In [1]:
import sys
import os
import random
from operator import add, mul
from pyspark import SparkContext, SparkConf
from pyspark import SparkFiles
from pyspark.sql import SparkSession, SQLContext

In [2]:
spark = SparkSession.builder.appName("M5-CA2-ApacheLogs-TGA").getOrCreate() # singleton instance

### 1. Load file as a text file in spark

In [3]:
# Load input.csv into HDFS
# !hdfs dfs -mkdir use_cases/Logs 
# !hdfs dfs -put access.clean.log  use_cases/Logs

%h %l %u %t \"%r\" %>s %b \"%{Referer}i\" \"%{User-agent}i\


127.0.0.1 - frank [10/Oct/2000:13:55:36 -0700] "GET /apache_pb.gif HTTP/1.0" 200 2326 "http://www.example.com/start.html" "Mozilla/4.08 [en] (Win98; I ;Nav)"

- 127.0.0.1 (%h): This is the IP address of the client (remote host) which made the request to the server. 
- (%l): The "hyphen" in the output indicates that the requested piece of information is not available. In this case, the information that is not available is the RFC 1413 identity of the client determined by identd on the clients machine. 
- frank (%u) - This is the userid of the person requesting the document as determined by HTTP authentication. If the document is not password protected, this entry will be "-" just like the previous one.

Information given.

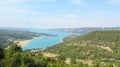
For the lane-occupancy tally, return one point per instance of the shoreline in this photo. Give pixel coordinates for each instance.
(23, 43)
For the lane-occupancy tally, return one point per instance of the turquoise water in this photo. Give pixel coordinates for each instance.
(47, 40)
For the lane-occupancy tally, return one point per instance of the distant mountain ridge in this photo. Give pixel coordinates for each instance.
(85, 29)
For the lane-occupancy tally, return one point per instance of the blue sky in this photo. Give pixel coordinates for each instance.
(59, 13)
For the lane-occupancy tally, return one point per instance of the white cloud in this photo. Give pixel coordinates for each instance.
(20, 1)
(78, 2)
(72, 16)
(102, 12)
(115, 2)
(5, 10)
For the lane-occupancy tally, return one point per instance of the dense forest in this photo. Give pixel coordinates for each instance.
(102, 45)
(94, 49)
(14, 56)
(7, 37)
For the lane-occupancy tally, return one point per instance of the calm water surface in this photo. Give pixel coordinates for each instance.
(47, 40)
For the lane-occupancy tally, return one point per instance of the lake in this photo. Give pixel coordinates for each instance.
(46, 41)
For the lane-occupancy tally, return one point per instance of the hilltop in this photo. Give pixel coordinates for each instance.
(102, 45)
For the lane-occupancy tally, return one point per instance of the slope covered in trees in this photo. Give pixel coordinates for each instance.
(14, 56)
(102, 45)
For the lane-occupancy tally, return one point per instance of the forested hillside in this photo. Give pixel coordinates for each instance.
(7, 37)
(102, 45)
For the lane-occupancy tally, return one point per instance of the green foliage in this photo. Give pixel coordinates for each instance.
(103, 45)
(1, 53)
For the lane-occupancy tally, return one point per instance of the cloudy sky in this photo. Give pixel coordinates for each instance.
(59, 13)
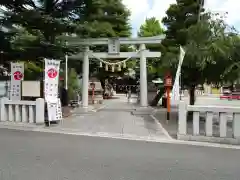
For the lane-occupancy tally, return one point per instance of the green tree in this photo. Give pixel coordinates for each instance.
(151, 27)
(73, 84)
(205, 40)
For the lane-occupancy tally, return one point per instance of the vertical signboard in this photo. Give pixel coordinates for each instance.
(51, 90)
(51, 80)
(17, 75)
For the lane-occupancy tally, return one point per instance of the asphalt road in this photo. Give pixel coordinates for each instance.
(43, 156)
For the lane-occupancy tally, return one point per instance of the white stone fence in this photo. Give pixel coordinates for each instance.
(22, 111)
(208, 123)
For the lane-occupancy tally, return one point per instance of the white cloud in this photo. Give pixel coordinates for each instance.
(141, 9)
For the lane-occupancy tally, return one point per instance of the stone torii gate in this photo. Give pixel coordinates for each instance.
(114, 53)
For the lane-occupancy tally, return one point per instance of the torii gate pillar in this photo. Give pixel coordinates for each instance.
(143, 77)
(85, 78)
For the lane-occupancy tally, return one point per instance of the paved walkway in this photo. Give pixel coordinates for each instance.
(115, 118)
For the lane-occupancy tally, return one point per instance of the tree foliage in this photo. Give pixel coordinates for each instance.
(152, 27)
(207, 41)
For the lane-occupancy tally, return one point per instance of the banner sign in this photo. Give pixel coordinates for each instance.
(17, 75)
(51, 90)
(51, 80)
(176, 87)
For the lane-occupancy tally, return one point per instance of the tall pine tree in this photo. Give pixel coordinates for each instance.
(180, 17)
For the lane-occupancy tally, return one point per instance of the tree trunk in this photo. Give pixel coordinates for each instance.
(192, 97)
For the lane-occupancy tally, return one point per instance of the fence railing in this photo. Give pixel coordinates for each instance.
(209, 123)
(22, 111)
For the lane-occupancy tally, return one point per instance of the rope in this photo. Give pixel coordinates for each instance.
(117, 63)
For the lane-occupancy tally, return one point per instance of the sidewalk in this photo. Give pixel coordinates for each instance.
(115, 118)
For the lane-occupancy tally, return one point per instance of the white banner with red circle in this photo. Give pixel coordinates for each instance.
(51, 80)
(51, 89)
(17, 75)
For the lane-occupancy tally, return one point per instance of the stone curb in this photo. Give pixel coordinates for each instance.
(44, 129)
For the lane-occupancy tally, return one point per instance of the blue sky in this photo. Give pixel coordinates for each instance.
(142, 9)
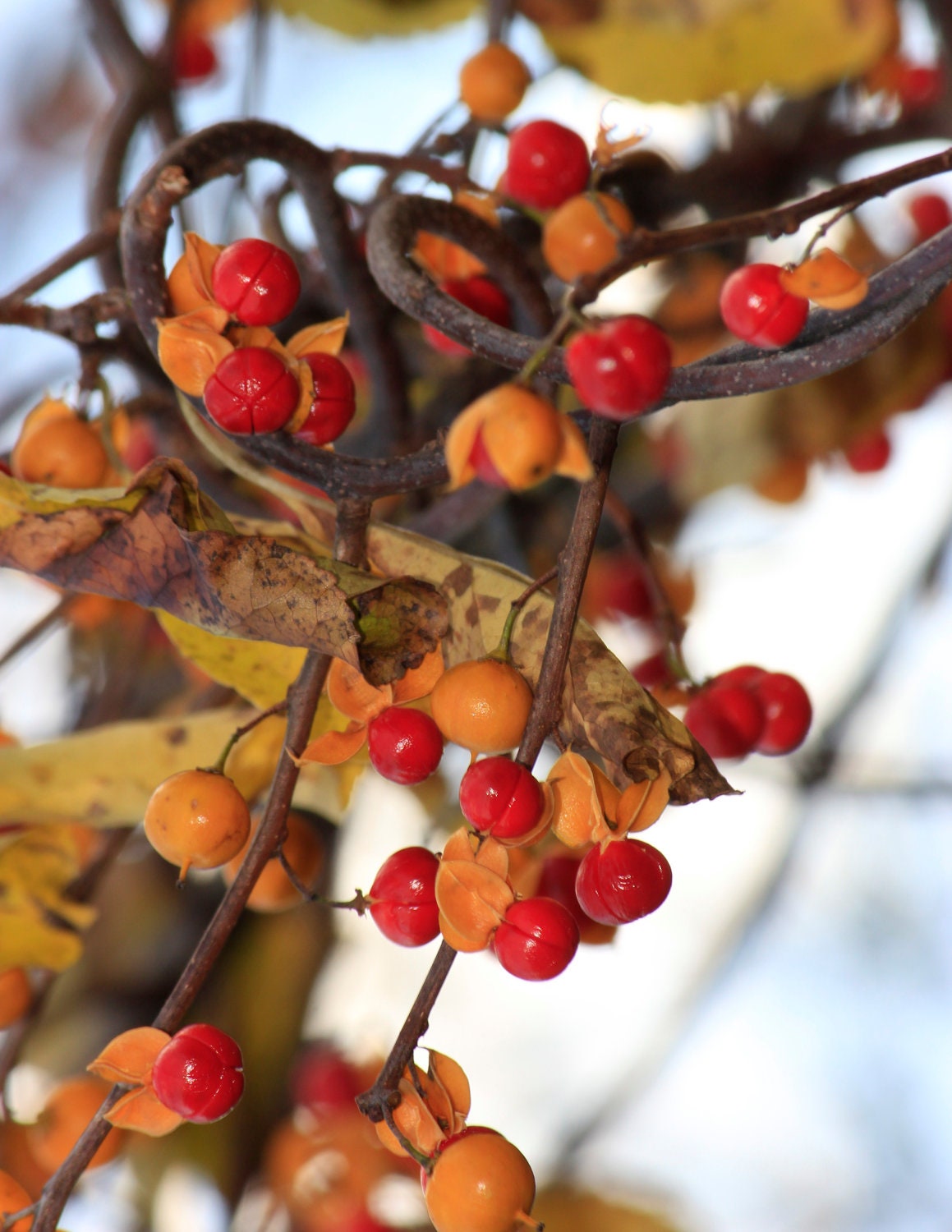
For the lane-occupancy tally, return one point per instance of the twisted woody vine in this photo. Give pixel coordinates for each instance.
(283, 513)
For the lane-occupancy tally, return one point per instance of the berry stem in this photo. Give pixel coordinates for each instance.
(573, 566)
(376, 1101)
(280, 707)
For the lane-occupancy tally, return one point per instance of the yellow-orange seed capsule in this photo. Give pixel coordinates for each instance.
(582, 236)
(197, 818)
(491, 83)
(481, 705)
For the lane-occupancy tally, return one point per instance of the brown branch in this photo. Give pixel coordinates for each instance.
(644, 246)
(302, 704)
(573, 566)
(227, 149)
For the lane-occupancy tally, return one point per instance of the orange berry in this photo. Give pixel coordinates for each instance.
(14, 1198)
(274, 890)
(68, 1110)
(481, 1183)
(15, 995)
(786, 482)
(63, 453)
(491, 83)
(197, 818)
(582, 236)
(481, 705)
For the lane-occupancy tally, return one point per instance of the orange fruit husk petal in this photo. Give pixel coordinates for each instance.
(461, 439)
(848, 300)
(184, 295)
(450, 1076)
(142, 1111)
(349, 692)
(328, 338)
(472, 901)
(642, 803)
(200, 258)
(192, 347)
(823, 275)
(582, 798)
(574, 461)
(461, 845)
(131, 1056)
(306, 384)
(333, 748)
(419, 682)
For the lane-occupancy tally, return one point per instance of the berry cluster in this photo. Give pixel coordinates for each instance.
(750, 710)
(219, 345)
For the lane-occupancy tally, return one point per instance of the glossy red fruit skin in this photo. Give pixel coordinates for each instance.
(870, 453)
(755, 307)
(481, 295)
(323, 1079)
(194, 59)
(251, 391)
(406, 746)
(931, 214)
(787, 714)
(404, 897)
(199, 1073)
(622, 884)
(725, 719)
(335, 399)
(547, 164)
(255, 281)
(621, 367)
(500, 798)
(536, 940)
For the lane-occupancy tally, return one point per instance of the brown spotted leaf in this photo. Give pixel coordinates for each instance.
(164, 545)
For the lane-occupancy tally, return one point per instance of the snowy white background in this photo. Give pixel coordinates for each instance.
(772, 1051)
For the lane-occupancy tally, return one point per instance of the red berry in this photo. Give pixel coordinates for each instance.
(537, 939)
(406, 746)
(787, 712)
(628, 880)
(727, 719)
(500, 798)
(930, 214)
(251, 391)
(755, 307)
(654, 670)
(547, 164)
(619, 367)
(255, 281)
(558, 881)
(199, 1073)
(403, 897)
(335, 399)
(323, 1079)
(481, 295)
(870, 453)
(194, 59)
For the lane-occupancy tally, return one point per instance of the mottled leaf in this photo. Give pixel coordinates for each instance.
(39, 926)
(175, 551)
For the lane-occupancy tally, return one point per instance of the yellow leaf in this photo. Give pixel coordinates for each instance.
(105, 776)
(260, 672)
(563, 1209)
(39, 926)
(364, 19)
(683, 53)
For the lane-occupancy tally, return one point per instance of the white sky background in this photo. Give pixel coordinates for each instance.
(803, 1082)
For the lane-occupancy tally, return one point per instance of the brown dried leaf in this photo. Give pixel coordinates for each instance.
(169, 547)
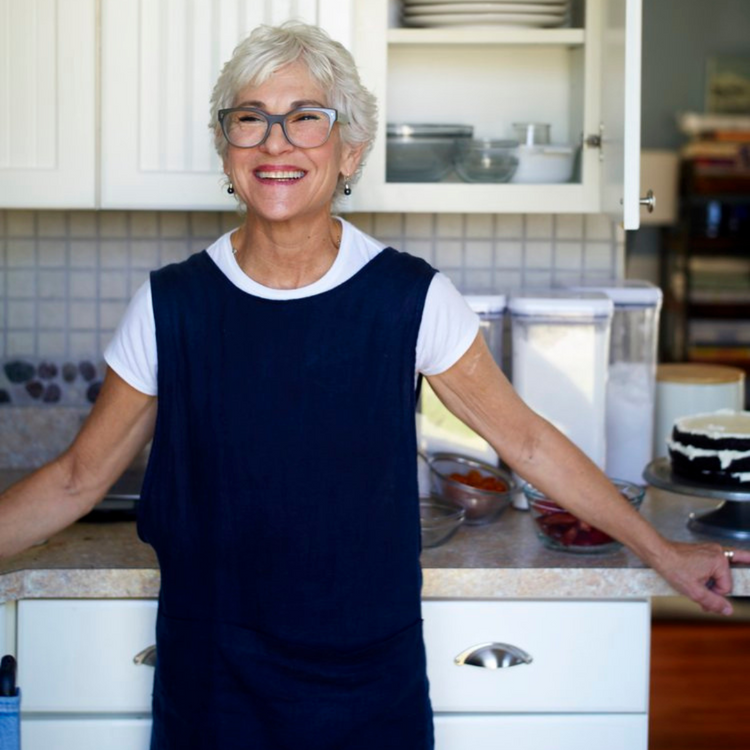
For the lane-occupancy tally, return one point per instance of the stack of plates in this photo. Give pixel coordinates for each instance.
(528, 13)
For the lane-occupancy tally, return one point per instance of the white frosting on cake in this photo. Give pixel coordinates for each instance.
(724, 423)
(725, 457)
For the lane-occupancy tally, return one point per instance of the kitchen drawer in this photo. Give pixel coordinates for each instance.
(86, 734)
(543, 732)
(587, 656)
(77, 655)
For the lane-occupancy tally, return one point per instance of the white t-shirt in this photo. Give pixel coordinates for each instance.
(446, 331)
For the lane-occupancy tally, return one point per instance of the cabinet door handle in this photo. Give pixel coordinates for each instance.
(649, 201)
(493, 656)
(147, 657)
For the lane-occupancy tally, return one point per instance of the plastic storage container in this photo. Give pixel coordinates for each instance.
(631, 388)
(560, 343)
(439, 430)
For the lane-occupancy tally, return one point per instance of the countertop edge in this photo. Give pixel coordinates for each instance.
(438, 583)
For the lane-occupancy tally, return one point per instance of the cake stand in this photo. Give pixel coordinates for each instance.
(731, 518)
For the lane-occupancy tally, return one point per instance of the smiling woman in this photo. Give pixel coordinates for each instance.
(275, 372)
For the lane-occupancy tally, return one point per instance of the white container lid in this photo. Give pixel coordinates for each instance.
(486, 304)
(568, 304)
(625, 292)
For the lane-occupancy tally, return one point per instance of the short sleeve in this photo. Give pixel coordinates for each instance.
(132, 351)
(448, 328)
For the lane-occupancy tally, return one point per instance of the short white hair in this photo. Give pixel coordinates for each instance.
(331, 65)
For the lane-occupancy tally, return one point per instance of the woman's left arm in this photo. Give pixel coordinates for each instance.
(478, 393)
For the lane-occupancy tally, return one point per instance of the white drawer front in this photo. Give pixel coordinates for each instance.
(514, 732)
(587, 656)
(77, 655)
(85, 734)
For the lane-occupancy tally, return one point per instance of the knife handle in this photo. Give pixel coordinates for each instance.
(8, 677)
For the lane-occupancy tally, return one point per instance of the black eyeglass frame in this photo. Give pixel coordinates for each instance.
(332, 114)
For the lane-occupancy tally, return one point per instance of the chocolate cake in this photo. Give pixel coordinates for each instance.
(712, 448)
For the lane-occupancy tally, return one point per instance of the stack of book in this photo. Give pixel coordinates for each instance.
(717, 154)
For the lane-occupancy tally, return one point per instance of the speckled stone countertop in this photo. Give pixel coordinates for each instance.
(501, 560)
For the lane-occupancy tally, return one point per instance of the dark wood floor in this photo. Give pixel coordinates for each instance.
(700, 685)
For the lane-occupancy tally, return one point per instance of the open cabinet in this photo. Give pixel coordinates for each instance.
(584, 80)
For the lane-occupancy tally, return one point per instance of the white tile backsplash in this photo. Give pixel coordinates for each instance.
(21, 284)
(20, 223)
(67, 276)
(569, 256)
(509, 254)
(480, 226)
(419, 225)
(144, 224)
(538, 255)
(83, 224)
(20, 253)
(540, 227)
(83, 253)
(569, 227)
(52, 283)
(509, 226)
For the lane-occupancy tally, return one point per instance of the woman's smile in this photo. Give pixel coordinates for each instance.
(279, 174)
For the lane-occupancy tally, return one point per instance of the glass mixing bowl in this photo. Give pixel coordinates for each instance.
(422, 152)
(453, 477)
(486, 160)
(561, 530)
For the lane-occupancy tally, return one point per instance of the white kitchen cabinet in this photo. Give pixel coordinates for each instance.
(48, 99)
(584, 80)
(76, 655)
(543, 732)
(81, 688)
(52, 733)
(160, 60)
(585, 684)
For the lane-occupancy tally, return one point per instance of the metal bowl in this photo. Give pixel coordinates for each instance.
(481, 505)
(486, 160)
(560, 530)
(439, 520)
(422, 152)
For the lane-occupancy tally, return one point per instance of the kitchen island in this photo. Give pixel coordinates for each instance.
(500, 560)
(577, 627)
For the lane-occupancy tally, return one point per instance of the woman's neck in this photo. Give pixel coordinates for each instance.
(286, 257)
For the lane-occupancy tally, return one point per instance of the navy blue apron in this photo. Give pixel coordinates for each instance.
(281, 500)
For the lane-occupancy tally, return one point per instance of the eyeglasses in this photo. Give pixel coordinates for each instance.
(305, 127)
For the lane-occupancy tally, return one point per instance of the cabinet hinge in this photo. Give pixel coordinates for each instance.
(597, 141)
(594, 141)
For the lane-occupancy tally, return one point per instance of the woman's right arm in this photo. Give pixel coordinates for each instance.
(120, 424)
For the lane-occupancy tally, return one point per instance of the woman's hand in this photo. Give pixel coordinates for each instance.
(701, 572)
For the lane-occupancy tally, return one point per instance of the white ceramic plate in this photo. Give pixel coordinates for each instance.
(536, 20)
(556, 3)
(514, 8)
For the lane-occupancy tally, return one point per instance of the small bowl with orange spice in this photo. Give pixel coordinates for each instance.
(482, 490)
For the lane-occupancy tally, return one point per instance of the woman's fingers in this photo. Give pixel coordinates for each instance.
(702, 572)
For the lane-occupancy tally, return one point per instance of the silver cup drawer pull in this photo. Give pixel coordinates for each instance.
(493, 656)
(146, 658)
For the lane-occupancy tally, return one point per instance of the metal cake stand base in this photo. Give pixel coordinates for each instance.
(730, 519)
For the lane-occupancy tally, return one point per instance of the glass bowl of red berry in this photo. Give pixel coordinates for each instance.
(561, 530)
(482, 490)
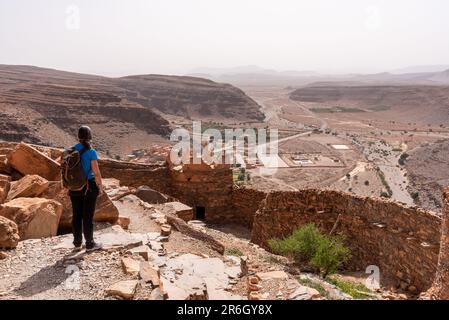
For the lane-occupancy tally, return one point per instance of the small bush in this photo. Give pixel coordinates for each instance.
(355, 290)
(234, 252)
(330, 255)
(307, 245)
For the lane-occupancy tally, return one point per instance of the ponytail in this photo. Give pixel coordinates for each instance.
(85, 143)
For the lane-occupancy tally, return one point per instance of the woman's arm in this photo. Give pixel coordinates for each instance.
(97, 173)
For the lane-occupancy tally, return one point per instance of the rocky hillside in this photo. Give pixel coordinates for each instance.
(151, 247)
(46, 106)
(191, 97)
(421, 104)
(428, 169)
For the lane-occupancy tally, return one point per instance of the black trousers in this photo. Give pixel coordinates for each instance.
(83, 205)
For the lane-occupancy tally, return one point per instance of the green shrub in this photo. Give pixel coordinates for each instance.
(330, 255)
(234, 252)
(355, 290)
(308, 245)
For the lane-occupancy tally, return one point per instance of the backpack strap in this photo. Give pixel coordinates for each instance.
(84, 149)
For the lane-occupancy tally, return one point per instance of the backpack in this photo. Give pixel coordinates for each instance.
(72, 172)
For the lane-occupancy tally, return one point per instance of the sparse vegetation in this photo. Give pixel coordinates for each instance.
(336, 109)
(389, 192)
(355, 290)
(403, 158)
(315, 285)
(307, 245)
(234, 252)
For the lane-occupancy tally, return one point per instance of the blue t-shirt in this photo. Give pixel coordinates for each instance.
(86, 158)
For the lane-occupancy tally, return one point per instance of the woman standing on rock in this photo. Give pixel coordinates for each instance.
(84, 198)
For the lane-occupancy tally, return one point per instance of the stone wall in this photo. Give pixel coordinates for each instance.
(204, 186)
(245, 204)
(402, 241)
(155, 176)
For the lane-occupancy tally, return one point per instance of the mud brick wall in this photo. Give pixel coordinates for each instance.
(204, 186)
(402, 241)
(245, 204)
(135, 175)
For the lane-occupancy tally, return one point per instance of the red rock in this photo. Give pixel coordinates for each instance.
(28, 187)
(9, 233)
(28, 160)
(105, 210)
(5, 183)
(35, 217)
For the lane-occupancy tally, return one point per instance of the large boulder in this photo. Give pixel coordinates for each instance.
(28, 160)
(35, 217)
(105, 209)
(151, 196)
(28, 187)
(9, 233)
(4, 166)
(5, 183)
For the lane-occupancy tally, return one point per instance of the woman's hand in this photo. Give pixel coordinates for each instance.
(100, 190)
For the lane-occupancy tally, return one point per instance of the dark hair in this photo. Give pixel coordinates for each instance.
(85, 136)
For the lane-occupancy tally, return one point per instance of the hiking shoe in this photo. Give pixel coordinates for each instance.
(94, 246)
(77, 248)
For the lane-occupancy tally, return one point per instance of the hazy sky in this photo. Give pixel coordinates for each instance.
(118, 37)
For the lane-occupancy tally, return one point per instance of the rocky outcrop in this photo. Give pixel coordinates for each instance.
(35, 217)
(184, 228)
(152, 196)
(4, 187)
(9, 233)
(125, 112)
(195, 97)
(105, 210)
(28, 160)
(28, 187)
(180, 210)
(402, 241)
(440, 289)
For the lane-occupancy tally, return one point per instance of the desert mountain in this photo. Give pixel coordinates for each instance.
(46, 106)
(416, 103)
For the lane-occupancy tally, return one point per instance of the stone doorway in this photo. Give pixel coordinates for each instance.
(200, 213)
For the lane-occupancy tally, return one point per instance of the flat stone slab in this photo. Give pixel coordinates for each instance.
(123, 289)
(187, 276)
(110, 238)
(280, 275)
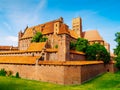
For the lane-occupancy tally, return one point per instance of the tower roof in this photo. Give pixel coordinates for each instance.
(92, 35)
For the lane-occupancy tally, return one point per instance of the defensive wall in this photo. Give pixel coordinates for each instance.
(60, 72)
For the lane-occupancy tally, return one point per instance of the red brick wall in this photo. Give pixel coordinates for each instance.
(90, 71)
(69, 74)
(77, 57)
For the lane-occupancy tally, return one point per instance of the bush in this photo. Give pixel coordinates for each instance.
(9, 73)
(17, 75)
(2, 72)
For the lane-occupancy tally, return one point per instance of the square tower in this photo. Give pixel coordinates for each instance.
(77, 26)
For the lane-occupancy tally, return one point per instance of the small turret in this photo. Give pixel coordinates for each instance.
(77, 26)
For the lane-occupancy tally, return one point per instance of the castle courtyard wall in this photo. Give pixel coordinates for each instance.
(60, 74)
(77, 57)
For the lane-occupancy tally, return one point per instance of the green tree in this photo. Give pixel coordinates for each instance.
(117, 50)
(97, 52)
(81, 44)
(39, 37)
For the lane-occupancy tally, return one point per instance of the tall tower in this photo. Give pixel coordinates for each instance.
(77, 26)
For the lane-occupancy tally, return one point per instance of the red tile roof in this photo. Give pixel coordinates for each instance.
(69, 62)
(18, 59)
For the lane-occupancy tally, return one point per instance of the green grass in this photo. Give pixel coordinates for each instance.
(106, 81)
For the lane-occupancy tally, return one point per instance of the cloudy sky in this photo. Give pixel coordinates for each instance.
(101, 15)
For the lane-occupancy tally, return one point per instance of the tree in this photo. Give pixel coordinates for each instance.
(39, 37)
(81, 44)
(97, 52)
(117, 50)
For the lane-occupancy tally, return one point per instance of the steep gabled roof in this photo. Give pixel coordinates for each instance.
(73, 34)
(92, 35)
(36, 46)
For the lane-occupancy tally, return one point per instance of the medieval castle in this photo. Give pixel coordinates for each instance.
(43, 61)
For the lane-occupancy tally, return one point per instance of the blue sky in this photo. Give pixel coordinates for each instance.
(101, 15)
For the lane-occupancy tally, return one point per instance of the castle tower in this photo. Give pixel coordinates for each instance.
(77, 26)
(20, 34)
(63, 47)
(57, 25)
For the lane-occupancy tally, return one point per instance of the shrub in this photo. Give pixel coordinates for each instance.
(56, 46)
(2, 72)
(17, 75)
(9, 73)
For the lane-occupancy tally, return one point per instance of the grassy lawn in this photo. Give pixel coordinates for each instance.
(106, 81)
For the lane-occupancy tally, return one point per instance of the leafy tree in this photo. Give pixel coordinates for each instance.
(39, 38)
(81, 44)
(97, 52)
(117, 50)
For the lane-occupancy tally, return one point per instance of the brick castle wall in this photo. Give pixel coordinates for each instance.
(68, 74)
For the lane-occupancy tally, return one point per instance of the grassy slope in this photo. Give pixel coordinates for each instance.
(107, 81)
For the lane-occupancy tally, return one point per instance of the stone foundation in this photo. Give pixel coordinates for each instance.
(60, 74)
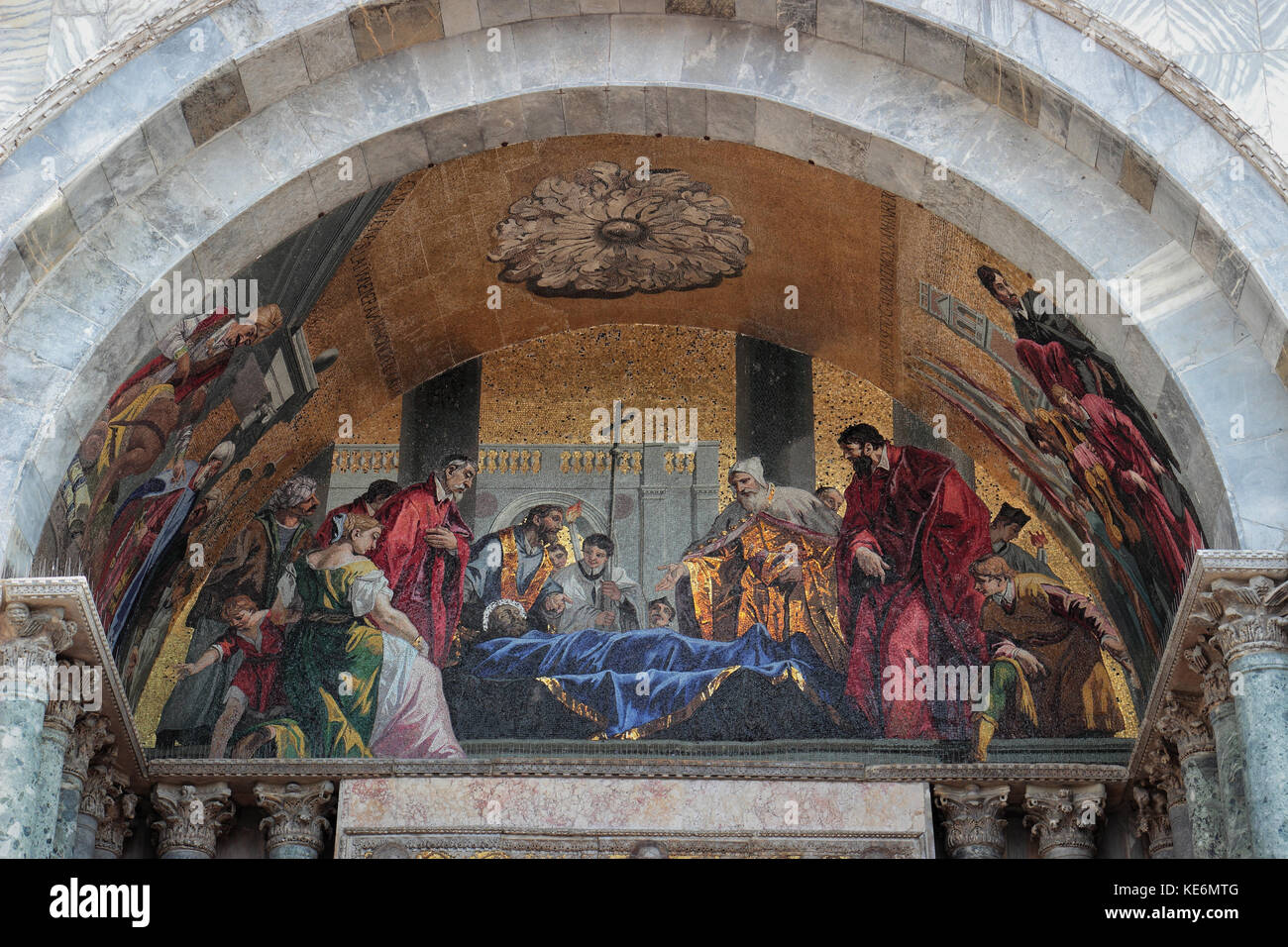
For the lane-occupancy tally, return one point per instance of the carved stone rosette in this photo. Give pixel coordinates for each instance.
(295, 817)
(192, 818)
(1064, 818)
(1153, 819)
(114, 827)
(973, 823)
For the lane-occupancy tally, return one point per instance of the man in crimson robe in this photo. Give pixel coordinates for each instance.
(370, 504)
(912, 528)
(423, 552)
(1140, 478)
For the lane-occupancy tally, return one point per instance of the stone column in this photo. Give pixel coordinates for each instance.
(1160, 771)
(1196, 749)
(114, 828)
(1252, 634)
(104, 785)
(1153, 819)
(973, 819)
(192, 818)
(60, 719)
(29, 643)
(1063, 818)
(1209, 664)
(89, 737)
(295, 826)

Tasks to complete.
**1)** Count the rows that contain the string "cake" and reply with the number alone.
**2)** Pick up the PySpark notebook on Apache access logs after its last line and keep writing it.

Answers in order.
**1)** 4

**2)**
- [10/Oct/2000:13:55:36 -0700] (%t): The time that the server finished processing the request. The format is:[day/month/year:hour:minute:second zone]
- day = 2*digit, month = 3*letter, year = 4*digit, hour = 2*digit, minute = 2*digit, second = 2*digit,zone = (`+' | `-') 4*digit

- "GET /apache_pb.gif HTTP/1.0" (\"%r\"): The request line from the client is given in double quotes. The request line contains a great deal of useful information. First, the method used by the client is GET. Second, the client requested the resource /apache_pb.gif, and third, the client used the protocol HTTP/1.0. It is also possible to log one or more parts of the request line independently. 
- 200 (%>s) This is the status code that the server sends back to the client. This information is very valuable, because it reveals whether the request resulted in a successful response (codes beginning in 2), a redirection (codes beginning in 3), an error caused by the client (codes beginning in 4), or an error in the server (codes beginning in 5). The full list of possible status codes can be found in the HTTP specification (RFC2616 section 10).
- 2326 (%b): The last entry indicates the size of the object returned to the client, not including the response headers. If no content was returned to the client, this value will be "-". To log "0" for no content, use %B instead.
- "http://www.example.com/start.html" (\"%{Referer}i\")- The "Referer" (sic) HTTP request header. This gives the site that the client reports having been referred from. (This should be the page that links to or includes /apache_pb.gif).
- "Mozilla/4.08 [en] (Win98; I ;Nav)" (\"%{User-agent}i\")- The User-Agent HTTP request header. This is the identifying information that the client browser reports about itself.

Reference
https://httpd.apache.org/docs/1.3/logs.html

In [4]:
# test code
# import re
# pattern = r'^(\S+) (\S+) (\S+) \[([\w:/]+\s[+\-]\d{4})\] (\S+)\s?(\S+)?\s?(\S+)? (\d{3}|-) (\d+|-)\s?([^"]*)\s?"?([^"]*)?$'
# logline = '109.169.248.247 - - [12/Dec/2015:18:25:11 +0100] POST /administrator/index.php HTTP/1.1 200 4494 http://almhuette-raith.at/administrator/ Mozilla/5.0 (Windows NT 6.0; rv:34.0) Gecko/20100101 Firefox/34.0'
# matchh = re.search(pattern, logline)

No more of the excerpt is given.